» Given passage
Tuesday, September 22, 2009

Swimming and Soccer and Dance class--Oh my!

This post is inspired by one of Ink's posts that addressed the way her weekends are different from the way they were in her single days. And what she said connected to some of the guilt I've been having lately. Of course, I have lots of sources of guilt, but let's address just one of them, shall we?

Confession: My kids are not currently enrolled in any lessons, classes, or activities.

Now. Part of this is because we were gone for a lot of the summer (as we often are), so it's hard to do much more than a short stint of swim lessons. Plus, since the boy broke his leg, soccer was a bust (and we were going to miss classes because of our trip anyway).

We have done lessons in the past. The boy (who is six) did karate for a while last year, but he stopped wanting to go because it was on the afternoon that my husband and his brother would get together so that the cousins could play. When the boy was a toddler, he did gymnastics, but he was more interested in the construction of the apparatus than actually doing the activities, so we stopped.

The girl (who is four) did dance last year, but at the end of the year, she got tired of going. She says she doesn't want to go anymore because she already knows how to dance, and at dance class she just gets bossed around a lot and doesn't really get to actually dance (despite the fact that she had a very good, fun dance teacher). In the car yesterday, I said, "But didn't you like learning routines with the other girls and doing the recitals?" Her response: "Let's just not talk about it right now."

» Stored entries

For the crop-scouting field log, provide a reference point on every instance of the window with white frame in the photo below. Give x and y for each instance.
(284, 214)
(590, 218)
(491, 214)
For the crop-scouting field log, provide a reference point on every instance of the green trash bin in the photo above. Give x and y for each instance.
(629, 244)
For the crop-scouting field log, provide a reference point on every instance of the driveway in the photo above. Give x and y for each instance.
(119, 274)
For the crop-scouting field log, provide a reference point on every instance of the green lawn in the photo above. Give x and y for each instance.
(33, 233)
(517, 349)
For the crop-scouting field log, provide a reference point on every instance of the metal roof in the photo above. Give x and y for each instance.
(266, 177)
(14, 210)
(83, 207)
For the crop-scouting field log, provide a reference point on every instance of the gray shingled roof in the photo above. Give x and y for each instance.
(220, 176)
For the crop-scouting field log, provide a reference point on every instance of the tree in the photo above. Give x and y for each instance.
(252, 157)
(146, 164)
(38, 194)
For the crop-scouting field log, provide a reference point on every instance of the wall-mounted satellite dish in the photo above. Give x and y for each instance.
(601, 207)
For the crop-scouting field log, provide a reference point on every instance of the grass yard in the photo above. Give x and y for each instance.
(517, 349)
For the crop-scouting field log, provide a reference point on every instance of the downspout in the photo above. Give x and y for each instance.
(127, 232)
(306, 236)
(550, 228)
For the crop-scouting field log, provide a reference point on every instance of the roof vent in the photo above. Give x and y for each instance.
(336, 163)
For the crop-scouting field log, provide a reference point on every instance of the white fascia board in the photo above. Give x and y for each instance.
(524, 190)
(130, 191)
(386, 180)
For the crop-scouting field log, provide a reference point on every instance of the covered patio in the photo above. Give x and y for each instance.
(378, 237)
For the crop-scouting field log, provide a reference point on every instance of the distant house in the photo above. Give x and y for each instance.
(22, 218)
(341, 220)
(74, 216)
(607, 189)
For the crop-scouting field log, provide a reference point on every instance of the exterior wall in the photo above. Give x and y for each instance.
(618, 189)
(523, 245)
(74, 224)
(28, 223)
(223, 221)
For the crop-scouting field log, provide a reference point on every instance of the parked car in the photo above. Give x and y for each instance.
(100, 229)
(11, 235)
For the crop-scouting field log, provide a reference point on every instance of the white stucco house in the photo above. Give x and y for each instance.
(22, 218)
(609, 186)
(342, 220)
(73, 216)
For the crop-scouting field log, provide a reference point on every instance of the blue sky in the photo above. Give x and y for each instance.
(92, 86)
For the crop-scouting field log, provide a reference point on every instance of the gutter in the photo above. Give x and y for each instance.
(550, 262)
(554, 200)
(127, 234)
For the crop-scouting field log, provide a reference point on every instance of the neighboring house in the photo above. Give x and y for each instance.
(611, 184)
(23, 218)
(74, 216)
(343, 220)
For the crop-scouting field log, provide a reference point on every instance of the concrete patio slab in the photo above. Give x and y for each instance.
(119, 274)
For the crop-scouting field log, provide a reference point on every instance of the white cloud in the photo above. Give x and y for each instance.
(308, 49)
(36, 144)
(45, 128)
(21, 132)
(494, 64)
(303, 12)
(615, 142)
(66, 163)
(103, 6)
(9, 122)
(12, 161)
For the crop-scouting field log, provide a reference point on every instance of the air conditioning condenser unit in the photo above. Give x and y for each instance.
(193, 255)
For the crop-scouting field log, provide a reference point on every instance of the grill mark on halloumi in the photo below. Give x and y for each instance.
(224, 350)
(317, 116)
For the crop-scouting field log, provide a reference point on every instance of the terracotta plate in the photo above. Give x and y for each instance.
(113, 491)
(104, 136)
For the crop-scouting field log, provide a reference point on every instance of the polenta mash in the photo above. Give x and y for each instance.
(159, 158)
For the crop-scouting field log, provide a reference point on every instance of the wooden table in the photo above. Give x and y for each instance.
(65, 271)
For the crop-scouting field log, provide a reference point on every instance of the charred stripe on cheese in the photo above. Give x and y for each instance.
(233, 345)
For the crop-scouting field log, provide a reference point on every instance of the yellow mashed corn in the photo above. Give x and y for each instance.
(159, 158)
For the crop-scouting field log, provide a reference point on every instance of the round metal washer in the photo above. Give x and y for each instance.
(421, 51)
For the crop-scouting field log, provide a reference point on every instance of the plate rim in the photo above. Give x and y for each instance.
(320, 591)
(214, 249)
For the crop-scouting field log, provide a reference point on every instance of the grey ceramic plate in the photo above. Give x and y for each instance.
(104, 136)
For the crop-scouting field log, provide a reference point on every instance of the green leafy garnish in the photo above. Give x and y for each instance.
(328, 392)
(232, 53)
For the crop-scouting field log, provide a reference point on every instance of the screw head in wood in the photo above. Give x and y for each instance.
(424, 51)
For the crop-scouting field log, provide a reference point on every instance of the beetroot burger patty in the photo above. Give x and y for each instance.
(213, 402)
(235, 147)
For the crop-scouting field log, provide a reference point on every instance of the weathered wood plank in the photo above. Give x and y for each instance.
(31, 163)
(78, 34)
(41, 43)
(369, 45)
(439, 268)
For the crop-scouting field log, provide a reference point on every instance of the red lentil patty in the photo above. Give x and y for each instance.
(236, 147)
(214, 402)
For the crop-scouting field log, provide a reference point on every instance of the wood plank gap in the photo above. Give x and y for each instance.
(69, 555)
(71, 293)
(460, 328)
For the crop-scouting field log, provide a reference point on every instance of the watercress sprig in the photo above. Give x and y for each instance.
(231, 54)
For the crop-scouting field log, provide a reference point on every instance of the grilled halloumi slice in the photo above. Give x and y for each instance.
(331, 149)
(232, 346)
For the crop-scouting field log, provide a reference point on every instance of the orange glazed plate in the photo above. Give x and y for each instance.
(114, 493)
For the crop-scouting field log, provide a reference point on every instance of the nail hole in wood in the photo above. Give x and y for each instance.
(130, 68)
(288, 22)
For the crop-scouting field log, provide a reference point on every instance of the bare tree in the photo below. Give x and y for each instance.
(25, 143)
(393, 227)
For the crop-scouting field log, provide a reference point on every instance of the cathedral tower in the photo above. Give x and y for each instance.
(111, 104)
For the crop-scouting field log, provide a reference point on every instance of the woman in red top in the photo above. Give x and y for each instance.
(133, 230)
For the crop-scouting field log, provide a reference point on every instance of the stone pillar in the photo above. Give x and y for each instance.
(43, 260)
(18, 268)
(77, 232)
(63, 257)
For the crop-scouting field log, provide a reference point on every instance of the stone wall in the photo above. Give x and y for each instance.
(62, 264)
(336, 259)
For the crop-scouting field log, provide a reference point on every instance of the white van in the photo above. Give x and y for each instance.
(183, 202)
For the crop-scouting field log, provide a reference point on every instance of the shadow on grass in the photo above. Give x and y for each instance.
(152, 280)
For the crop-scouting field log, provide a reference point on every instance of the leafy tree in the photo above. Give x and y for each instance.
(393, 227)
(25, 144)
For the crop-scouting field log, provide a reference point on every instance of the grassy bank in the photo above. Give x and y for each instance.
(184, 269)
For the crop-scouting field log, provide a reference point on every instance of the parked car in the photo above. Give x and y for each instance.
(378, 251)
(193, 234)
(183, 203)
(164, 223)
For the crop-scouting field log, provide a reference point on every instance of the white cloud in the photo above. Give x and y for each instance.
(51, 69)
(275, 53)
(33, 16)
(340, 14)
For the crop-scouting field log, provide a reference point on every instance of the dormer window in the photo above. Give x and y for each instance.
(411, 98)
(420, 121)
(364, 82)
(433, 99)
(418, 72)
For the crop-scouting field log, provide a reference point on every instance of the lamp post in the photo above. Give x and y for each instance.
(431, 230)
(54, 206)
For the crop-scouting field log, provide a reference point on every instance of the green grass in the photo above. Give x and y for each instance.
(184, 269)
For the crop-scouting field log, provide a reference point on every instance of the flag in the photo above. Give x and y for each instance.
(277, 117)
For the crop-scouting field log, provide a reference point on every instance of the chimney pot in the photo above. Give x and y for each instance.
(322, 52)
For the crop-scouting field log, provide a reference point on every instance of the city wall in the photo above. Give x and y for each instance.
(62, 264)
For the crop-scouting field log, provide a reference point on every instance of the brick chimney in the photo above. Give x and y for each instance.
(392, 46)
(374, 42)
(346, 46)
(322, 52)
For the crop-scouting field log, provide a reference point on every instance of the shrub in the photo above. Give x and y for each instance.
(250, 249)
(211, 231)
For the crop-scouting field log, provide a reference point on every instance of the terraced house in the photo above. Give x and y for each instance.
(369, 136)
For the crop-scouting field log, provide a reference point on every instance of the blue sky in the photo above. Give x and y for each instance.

» Aim of the task
Please write out the blog post about the children's activities word for word, from "Tuesday, September 22, 2009" up to and including "classes, or activities.".

» Correct response
Tuesday, September 22, 2009

Swimming and Soccer and Dance class--Oh my!

This post is inspired by one of Ink's posts that addressed the way her weekends are different from the way they were in her single days. And what she said connected to some of the guilt I've been having lately. Of course, I have lots of sources of guilt, but let's address just one of them, shall we?

Confession: My kids are not currently enrolled in any lessons, classes, or activities.